WHAT IS EXPECTED :: Convert the lines of the data below, from the line containing "small window, produce" through the last line, inclusive, into a JSON list of strings with one string per line. Leave out blank lines.

Items from a labeling collection ::

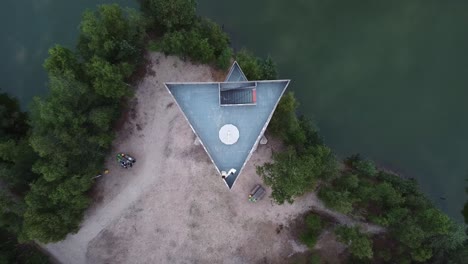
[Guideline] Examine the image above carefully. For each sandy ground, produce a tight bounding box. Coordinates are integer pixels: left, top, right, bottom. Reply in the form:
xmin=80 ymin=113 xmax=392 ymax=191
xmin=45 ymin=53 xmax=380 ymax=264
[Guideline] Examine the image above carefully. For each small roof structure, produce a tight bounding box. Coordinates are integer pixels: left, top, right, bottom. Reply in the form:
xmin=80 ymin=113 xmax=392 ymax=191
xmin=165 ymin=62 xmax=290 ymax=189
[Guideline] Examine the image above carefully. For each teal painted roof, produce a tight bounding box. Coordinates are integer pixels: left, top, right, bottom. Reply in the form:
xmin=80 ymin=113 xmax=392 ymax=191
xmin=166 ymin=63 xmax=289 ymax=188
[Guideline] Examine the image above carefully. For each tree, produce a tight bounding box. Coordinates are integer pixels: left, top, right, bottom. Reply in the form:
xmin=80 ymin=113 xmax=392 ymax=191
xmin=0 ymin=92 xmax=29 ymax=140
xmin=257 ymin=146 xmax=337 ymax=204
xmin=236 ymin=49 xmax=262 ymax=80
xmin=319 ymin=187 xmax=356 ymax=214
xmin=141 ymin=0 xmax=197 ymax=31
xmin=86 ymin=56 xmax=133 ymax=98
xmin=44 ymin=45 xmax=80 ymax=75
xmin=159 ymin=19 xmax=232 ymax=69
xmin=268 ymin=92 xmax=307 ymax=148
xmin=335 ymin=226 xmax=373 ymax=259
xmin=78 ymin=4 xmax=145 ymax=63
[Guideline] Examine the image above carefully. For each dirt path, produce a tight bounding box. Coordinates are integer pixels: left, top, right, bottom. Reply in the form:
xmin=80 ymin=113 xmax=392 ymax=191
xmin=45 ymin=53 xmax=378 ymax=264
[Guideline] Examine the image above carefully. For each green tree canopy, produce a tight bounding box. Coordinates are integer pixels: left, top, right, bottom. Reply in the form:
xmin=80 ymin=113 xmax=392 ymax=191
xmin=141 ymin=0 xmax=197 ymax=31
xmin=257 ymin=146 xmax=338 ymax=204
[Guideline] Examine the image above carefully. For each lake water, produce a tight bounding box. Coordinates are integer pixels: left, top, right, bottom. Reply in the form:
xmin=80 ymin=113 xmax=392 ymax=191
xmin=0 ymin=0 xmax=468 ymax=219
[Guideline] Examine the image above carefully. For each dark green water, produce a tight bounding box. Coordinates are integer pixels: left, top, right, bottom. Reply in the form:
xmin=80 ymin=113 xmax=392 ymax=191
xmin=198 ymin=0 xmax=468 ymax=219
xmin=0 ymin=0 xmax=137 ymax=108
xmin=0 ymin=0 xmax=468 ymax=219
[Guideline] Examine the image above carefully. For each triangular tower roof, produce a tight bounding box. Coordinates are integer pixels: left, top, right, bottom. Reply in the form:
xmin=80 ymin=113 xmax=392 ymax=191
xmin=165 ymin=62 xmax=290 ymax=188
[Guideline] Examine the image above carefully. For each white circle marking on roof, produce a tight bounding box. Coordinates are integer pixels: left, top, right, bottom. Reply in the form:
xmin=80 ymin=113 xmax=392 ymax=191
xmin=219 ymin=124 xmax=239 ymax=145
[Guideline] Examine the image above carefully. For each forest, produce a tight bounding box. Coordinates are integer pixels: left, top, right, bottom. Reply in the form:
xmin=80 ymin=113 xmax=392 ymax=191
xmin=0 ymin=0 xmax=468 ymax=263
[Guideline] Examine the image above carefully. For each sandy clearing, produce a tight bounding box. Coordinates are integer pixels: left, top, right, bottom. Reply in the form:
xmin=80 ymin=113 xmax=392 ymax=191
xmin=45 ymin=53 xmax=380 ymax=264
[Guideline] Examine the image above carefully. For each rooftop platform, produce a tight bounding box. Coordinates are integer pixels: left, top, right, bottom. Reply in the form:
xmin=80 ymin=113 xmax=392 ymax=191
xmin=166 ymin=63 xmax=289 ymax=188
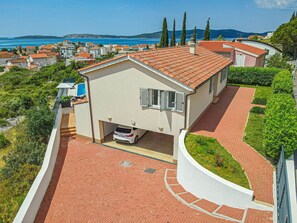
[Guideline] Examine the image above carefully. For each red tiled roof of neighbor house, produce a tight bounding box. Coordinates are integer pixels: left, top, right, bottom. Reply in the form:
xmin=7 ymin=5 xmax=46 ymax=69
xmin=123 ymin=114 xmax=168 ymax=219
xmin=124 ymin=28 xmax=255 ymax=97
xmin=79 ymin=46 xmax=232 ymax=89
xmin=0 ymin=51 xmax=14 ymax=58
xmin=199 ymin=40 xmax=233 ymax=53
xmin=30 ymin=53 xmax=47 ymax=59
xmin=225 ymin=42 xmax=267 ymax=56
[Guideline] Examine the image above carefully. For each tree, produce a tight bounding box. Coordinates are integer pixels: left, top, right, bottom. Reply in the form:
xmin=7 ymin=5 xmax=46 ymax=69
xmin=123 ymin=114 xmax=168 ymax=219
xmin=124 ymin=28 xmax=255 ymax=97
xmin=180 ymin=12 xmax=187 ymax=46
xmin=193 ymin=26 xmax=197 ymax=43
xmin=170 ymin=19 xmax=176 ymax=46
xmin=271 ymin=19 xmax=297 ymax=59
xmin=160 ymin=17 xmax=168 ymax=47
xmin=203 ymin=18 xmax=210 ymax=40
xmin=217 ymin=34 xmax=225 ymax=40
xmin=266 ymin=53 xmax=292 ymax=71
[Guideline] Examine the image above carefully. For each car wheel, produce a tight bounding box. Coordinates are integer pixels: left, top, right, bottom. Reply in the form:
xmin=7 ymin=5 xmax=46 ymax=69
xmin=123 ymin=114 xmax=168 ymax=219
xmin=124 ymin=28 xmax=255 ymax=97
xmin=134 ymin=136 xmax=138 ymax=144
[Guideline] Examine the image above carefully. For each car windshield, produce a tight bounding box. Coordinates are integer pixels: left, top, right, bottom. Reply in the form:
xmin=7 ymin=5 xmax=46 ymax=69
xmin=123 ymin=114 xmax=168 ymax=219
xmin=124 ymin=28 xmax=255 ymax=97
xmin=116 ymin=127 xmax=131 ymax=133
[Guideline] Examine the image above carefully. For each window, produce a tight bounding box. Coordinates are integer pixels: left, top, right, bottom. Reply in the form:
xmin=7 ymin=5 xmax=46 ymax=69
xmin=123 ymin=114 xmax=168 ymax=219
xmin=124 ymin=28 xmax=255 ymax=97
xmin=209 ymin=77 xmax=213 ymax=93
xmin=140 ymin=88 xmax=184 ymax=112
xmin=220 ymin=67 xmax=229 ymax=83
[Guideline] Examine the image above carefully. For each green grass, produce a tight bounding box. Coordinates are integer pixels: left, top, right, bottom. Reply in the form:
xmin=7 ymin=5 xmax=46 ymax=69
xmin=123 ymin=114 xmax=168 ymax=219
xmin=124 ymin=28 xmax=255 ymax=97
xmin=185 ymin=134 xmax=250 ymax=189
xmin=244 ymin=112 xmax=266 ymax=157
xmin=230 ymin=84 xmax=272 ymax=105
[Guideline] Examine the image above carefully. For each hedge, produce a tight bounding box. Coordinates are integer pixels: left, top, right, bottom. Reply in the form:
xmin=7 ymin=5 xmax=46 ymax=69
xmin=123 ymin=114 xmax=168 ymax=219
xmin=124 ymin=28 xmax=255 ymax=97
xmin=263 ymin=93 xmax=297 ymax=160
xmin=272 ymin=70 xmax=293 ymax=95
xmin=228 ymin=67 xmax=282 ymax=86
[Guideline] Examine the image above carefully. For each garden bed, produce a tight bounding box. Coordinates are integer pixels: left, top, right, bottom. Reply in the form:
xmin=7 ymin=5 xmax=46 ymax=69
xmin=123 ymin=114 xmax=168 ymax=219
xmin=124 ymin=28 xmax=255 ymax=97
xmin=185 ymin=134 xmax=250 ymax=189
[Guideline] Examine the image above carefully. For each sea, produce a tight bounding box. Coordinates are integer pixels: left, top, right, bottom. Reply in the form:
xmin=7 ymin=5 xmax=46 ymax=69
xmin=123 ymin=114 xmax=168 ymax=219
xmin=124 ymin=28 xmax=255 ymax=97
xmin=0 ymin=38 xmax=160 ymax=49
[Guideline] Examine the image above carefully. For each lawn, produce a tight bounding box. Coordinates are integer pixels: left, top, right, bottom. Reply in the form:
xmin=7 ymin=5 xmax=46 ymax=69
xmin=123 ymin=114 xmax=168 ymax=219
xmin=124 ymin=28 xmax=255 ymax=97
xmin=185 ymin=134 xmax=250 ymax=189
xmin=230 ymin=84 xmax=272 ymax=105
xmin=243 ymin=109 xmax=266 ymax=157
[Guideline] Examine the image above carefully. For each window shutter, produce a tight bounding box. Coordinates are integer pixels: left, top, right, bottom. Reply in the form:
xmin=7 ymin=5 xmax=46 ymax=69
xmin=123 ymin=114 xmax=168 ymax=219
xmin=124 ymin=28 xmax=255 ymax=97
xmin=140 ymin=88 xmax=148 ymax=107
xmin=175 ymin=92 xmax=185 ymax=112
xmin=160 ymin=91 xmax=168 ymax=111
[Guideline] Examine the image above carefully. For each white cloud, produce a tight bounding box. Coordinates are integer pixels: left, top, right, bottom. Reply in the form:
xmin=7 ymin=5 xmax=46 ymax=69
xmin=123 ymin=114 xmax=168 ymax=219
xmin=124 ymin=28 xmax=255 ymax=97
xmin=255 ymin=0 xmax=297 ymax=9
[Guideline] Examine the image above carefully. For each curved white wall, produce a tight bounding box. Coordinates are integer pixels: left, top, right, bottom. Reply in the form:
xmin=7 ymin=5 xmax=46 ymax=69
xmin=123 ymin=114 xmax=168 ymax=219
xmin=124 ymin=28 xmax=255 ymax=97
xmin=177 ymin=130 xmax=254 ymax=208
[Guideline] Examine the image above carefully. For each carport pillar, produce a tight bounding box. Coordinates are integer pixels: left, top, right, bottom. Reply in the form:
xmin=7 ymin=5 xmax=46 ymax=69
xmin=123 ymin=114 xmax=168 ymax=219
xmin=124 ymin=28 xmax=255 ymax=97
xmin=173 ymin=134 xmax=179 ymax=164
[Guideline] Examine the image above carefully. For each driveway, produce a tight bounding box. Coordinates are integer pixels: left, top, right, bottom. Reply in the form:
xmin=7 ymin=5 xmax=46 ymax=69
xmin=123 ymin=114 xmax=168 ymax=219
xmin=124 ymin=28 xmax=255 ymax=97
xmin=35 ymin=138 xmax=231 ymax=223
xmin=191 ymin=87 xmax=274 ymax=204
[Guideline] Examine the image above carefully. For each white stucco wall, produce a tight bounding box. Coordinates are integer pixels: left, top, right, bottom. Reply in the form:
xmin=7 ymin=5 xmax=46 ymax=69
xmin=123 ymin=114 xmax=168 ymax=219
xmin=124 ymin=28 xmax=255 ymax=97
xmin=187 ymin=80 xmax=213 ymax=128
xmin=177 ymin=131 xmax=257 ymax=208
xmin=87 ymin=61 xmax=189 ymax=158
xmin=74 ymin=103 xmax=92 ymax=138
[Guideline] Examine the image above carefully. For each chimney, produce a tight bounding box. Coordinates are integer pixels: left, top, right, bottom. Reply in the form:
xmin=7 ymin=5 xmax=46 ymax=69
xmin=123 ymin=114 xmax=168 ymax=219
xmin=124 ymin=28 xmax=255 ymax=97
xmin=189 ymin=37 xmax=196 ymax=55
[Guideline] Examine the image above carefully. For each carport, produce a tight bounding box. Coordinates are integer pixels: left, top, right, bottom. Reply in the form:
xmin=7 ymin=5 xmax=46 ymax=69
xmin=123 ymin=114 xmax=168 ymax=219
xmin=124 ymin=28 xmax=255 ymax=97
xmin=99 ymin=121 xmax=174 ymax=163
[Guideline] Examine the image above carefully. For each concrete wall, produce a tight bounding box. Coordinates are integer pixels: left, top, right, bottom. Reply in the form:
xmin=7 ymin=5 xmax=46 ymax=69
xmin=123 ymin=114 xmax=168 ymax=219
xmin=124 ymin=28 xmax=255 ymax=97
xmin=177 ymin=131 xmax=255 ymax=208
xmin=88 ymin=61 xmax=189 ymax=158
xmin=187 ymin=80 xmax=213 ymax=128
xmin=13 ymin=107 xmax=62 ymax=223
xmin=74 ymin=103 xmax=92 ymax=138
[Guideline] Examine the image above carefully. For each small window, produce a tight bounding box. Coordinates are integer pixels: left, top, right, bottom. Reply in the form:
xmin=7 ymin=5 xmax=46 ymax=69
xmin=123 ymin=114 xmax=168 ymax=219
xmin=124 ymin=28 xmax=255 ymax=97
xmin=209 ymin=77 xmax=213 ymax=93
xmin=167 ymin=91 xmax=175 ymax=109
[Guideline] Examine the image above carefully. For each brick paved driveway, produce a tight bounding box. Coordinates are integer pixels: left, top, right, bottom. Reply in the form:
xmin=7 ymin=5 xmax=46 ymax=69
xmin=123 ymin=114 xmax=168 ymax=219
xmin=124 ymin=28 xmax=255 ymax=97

OUTPUT BELOW ::
[
  "[Guideline] Examine the image above carefully. For each small window, produce a tight bounding box. Coordinates are integer pixels: left, top, right, bottom. Reply in the form:",
  "xmin=7 ymin=5 xmax=46 ymax=69",
  "xmin=123 ymin=114 xmax=168 ymax=219",
  "xmin=124 ymin=28 xmax=255 ymax=97",
  "xmin=209 ymin=77 xmax=213 ymax=93",
  "xmin=167 ymin=91 xmax=175 ymax=109",
  "[Guideline] Examine the image above carefully. For each brick paved driveway, produce a tight bounding box. Coordinates are integer pixels: left, top, right, bottom. Reply in the form:",
  "xmin=7 ymin=5 xmax=46 ymax=69",
  "xmin=123 ymin=114 xmax=168 ymax=219",
  "xmin=124 ymin=28 xmax=255 ymax=97"
]